━━━━━ GIVEN RECORDS

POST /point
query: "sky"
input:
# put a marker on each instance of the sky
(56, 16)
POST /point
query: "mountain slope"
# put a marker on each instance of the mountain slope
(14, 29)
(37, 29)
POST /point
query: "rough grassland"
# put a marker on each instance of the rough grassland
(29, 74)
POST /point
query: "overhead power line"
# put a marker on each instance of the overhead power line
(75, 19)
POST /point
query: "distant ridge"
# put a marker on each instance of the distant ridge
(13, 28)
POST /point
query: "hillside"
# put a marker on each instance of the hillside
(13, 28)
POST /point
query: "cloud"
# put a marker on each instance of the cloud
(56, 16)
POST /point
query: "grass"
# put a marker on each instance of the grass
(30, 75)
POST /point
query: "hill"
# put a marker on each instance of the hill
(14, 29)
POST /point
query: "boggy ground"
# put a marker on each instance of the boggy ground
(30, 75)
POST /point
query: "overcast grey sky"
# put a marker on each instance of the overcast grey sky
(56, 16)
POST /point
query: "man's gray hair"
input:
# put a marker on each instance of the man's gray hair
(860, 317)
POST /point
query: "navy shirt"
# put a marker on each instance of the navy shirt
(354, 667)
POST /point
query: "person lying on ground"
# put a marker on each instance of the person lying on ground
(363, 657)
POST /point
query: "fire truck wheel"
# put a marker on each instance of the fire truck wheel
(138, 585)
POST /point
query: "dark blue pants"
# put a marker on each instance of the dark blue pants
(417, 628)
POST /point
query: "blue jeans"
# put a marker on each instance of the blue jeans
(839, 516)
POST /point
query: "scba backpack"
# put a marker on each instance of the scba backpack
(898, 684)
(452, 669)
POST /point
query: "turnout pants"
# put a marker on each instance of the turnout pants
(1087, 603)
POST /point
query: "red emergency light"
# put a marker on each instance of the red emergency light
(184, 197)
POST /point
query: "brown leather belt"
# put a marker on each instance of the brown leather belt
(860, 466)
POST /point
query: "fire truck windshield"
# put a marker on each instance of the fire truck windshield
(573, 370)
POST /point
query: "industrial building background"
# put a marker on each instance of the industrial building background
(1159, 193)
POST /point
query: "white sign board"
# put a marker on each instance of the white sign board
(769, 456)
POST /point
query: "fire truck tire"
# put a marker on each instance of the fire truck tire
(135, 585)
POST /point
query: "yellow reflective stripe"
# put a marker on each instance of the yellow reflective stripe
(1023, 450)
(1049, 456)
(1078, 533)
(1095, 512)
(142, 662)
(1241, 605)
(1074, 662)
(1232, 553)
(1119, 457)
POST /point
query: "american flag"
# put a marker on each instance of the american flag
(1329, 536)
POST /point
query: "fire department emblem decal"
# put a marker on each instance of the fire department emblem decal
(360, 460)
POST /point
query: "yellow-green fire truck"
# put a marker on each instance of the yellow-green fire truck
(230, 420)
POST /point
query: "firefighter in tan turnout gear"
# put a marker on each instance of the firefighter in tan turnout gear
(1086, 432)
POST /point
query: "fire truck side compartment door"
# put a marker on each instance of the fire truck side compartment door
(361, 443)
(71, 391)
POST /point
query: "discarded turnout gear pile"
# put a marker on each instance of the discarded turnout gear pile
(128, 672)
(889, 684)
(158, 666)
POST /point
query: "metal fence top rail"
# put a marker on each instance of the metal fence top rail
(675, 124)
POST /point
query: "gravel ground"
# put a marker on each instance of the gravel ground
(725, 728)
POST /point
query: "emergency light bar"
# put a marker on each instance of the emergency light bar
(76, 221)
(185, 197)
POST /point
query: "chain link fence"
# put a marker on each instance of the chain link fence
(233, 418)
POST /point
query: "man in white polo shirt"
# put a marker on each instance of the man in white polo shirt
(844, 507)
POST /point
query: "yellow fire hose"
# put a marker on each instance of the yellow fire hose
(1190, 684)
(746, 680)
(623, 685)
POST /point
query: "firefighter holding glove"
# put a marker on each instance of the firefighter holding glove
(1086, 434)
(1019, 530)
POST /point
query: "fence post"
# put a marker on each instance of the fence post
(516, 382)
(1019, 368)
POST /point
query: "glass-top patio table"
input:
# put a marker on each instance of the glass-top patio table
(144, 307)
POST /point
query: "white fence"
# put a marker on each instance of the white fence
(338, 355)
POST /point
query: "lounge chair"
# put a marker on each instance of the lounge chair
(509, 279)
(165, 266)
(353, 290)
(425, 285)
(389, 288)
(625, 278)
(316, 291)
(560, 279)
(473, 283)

━━━━━━━━━━

TASK DETAILS: Word for word, quote the lines from the line containing "the fire truck side compartment door" through the end of the material, both included, and nothing else.

EXPECTED ANSWER:
# put a marker on each instance of the fire truck side compartment door
(361, 443)
(71, 391)
POST /point
query: "discarded turnout gear pile"
# put a marker on each instance of the discarded turnout gear pile
(128, 672)
(889, 684)
(158, 666)
POST /point
query: "metal fence top rail"
# put a marker on each instance of the metal fence top rail
(675, 124)
POST /point
query: "gravel ground"
# put a marker on each instance of the gravel ground
(725, 728)
POST /point
query: "emergency light bar"
# put a marker on each instance of the emergency light bar
(76, 221)
(185, 197)
POST /point
query: "chain link fence"
# put a marker on each instance of the chain link fence
(233, 418)
POST /point
query: "man in white polo shirt"
# put a marker on each instance of the man in white polo shirt
(844, 507)
POST /point
query: "yellow fire hose"
# put a marker on each instance of the yellow fire hose
(1190, 684)
(746, 680)
(623, 685)
POST /point
query: "firefighter holding glove"
# put a marker on each instance of the firefighter holding glove
(1086, 434)
(1019, 530)
POST /point
query: "fence post"
# put a marker on each instance of the fence post
(516, 382)
(1019, 368)
POST /point
query: "glass-top patio table"
input:
# put a marker on each instance of the glass-top patio table
(144, 307)
POST /point
query: "white fence"
# put a marker on each instance of the white fence
(338, 355)
POST /point
query: "lounge chair"
# put a marker on each instance of the lounge chair
(509, 279)
(165, 266)
(353, 290)
(425, 285)
(389, 288)
(625, 278)
(316, 291)
(560, 279)
(473, 283)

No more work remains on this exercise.